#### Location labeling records

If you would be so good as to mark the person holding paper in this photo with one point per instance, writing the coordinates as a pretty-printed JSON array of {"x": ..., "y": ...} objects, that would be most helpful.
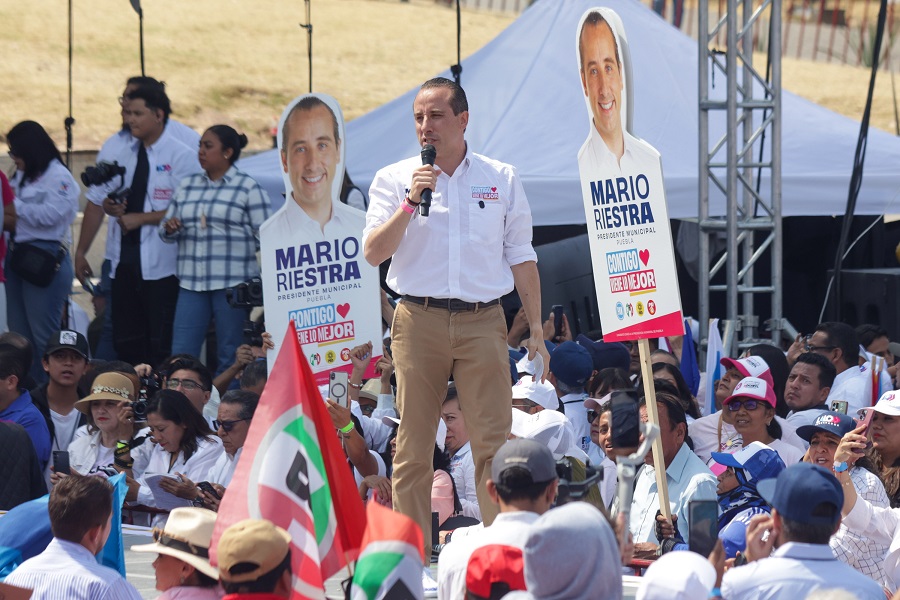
[
  {"x": 451, "y": 268},
  {"x": 186, "y": 449}
]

#### Stated problem
Update the material by replacing "person holding paper" with "person holding a sign" and changing nothing else. Omit the pictures from your answer.

#### Exercise output
If you would be so good as to mark the person holding a sign in this photo with one point per instance, writing the coordinates as a pretty-printed JSON array of {"x": ..., "y": ...} objects, that would be most helpful.
[
  {"x": 451, "y": 268},
  {"x": 186, "y": 449}
]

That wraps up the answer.